## TASK BRIEF
Within the listing below, locate all lines containing the word "panel". Copy each one.

## SUPPLIED DATA
_ _ _ _ _ _ _
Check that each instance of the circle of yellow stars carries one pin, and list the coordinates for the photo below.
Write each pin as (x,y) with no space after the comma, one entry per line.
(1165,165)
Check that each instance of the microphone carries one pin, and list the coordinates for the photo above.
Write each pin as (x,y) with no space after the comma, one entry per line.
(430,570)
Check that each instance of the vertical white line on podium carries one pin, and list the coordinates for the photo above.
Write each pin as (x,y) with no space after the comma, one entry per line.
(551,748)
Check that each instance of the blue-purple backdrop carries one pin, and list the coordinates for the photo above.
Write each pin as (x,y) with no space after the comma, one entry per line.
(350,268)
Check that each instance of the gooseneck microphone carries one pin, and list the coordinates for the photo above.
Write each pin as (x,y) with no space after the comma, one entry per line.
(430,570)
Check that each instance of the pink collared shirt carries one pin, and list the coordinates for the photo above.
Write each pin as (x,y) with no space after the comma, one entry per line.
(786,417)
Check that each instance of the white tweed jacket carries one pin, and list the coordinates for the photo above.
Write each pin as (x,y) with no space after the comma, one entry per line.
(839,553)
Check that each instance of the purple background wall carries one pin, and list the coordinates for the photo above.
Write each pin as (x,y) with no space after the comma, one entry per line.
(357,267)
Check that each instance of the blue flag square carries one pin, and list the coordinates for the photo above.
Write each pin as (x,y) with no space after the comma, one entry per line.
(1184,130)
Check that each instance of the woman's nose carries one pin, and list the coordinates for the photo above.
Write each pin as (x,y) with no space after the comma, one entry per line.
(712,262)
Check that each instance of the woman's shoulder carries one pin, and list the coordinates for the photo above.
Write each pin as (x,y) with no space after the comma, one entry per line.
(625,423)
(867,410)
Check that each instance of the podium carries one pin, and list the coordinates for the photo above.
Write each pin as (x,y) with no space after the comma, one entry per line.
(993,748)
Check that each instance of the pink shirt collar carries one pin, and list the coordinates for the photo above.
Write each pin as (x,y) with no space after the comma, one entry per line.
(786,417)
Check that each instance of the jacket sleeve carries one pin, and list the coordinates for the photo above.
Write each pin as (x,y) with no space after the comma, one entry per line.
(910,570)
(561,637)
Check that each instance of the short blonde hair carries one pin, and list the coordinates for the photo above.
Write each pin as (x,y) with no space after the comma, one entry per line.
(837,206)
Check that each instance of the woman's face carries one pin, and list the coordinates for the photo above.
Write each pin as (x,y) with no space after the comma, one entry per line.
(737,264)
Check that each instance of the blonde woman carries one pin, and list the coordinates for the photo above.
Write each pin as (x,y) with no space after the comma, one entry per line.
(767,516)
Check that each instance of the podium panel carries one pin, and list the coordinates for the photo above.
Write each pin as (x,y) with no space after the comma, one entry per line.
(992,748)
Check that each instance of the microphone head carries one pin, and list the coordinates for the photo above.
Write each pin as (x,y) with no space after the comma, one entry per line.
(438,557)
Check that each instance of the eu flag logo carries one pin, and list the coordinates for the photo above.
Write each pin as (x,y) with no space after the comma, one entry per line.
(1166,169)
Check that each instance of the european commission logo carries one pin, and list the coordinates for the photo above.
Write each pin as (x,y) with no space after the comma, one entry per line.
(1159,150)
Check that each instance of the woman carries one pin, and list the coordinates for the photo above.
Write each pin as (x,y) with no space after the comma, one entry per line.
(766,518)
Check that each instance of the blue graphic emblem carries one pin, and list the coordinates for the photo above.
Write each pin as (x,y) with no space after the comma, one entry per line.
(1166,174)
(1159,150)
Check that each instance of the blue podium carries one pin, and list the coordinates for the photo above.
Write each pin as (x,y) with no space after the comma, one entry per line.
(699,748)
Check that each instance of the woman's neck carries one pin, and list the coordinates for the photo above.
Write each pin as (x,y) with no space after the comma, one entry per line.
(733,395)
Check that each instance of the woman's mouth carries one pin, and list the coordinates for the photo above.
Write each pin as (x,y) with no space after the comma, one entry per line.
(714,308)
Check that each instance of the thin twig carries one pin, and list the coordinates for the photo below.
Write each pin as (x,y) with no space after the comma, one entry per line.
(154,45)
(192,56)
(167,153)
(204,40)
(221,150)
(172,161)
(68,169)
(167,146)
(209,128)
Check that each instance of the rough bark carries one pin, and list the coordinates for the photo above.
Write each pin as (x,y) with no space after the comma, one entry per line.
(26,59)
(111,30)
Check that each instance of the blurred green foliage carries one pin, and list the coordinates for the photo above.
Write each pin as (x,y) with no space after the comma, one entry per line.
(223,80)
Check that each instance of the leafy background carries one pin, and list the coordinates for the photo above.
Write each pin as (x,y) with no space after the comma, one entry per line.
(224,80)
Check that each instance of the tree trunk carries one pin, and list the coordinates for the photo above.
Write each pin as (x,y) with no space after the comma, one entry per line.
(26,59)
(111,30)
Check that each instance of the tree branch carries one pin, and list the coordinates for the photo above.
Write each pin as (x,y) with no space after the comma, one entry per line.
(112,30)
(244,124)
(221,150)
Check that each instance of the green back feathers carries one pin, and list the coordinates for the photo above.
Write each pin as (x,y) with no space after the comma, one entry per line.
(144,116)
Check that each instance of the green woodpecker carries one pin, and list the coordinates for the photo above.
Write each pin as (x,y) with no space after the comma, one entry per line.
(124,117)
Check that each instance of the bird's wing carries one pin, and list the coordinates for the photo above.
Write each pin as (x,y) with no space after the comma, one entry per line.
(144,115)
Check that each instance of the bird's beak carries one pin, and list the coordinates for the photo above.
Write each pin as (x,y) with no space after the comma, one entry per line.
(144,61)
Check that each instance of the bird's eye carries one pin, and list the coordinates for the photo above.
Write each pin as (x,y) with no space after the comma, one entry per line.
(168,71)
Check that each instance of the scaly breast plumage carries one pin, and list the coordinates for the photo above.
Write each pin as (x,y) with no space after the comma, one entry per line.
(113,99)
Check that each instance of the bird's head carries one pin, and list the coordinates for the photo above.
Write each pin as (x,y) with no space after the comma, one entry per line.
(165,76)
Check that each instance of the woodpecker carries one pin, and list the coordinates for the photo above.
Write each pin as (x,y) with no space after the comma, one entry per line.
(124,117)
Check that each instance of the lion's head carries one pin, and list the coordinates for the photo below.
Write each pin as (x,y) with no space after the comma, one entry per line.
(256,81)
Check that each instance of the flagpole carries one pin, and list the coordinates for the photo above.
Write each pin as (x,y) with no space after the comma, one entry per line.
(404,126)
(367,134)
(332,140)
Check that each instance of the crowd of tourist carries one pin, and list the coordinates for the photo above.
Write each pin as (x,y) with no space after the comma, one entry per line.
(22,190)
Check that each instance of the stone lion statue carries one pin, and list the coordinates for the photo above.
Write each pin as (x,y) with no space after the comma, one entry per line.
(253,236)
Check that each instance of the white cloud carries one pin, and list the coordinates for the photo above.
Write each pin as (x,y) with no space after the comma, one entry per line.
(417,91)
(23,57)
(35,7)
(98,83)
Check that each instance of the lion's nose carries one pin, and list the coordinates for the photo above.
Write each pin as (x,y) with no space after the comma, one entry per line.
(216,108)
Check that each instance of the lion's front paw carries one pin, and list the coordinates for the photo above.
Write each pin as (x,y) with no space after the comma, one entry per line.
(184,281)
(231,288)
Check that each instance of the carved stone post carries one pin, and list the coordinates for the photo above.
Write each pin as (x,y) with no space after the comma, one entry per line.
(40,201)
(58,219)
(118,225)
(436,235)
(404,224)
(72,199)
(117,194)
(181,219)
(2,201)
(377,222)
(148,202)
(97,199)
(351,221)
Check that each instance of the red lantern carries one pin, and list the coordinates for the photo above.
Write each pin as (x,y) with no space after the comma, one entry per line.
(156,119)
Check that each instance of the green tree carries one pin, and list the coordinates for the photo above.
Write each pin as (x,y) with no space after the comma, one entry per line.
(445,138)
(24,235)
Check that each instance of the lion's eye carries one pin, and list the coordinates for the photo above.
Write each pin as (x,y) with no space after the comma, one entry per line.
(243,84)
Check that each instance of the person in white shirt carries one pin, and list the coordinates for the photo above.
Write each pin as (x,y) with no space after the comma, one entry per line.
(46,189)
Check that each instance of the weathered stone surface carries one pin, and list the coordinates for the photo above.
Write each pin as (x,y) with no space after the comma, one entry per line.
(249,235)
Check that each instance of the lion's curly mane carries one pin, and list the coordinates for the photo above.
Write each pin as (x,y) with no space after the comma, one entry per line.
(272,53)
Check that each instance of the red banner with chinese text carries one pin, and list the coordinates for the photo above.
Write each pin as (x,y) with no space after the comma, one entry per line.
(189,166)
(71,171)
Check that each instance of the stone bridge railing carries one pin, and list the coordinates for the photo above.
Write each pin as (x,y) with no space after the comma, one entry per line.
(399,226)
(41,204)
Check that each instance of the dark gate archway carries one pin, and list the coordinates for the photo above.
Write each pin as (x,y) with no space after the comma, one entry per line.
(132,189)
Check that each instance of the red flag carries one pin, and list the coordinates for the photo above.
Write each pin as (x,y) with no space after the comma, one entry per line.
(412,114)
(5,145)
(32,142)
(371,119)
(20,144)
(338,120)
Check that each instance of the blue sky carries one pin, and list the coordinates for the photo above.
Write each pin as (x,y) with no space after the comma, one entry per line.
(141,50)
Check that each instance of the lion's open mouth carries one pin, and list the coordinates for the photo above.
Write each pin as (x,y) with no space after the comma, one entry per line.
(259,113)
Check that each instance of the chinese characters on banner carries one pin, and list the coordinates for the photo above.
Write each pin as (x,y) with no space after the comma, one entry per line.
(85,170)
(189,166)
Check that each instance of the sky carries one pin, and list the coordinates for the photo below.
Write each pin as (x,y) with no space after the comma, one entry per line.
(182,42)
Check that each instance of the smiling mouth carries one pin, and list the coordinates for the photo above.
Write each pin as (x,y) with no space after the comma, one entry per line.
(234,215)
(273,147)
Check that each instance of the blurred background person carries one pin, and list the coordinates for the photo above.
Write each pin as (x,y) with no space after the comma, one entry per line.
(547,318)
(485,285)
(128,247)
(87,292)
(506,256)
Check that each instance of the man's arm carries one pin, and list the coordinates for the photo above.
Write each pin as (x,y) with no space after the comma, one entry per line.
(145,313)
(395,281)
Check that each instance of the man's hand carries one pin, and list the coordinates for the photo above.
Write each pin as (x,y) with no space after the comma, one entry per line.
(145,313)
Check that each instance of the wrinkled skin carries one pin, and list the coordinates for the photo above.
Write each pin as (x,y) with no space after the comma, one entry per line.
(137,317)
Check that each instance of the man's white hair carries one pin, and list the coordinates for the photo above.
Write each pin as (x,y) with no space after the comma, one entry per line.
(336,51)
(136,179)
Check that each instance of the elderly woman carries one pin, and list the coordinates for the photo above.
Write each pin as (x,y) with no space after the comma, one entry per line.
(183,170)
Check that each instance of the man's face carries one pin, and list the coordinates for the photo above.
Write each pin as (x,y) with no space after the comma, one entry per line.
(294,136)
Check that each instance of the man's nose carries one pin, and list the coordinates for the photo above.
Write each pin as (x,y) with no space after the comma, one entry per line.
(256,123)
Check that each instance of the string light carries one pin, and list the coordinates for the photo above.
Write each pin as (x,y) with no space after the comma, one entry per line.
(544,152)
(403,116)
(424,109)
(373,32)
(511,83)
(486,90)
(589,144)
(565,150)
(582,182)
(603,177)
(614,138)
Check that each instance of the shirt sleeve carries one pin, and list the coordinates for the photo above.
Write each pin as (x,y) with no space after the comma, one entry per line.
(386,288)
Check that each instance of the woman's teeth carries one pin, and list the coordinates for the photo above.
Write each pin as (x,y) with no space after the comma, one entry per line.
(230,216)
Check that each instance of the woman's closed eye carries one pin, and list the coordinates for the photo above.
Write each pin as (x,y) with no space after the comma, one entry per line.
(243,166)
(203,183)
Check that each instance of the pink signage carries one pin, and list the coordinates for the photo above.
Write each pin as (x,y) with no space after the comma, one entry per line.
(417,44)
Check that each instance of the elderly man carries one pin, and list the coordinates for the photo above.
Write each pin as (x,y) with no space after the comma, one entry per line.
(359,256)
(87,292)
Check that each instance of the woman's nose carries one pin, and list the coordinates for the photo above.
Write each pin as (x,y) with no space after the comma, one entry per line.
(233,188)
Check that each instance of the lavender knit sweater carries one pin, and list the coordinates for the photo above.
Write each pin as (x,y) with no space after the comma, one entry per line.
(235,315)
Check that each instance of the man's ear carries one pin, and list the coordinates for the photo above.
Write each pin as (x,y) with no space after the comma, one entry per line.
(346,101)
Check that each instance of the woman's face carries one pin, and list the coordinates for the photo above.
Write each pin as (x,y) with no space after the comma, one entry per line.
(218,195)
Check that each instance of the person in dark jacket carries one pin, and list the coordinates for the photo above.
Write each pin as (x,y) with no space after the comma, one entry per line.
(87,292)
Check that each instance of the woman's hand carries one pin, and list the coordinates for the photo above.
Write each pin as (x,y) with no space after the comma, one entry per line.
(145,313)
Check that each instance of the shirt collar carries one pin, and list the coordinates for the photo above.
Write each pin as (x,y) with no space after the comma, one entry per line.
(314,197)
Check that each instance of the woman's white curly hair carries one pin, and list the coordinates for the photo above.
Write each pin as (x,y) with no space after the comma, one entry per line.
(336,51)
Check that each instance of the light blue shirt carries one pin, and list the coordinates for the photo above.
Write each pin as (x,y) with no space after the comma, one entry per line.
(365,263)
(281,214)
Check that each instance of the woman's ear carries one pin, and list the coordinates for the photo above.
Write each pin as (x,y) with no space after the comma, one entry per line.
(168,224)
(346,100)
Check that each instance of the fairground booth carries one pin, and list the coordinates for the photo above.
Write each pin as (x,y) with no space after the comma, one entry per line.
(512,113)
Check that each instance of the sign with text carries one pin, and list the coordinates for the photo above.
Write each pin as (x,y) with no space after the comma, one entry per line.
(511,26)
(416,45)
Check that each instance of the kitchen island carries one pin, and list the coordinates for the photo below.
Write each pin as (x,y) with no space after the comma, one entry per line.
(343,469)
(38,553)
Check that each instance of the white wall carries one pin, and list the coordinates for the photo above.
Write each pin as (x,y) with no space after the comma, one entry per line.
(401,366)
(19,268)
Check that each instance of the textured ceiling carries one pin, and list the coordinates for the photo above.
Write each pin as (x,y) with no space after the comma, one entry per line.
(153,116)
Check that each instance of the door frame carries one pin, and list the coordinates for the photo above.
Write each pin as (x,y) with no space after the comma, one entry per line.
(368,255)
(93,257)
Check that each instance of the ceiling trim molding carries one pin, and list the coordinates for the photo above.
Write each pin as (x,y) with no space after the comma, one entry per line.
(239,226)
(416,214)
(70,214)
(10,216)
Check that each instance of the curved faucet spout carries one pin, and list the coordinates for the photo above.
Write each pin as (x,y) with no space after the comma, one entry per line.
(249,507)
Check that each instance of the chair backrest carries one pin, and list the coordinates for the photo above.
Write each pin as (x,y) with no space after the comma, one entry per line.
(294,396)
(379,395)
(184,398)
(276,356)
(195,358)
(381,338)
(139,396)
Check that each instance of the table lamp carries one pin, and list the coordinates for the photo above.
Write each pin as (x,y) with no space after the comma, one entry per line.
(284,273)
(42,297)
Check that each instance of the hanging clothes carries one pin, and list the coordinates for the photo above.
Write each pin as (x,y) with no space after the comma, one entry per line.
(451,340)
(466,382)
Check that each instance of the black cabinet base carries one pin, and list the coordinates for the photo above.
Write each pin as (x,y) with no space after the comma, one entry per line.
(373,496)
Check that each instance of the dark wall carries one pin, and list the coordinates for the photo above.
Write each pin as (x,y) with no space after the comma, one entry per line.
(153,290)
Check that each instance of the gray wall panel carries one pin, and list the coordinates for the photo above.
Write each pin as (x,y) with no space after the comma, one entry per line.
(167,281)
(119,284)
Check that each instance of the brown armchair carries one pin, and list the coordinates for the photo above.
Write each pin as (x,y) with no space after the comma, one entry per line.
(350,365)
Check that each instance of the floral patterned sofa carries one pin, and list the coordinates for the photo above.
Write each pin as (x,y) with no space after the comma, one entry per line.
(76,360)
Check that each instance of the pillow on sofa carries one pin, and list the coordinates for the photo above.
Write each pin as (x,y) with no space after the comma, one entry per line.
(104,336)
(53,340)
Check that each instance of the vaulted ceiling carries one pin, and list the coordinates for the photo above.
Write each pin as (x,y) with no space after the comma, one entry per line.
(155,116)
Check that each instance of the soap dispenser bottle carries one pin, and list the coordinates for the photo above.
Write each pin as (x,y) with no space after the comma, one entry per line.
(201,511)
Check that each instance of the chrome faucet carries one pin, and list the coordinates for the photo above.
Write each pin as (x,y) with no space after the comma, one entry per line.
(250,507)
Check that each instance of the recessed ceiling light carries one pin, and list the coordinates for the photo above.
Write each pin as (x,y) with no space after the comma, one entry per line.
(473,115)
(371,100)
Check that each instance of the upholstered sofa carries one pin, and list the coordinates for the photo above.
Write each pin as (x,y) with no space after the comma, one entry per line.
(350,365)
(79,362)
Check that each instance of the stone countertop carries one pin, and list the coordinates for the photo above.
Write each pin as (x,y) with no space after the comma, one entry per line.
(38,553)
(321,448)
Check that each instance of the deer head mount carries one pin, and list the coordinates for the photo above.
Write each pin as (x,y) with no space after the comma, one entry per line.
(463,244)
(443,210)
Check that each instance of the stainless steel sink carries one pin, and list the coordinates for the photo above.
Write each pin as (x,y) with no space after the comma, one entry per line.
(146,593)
_ _ _ _ _ _ _
## WRITTEN SOLUTION
Check that each instance of the podium panel carries one pin, and list the coordinates for the photo above.
Check that each instance of the gray wall panel carries one pin, and list the coordinates for the photo above.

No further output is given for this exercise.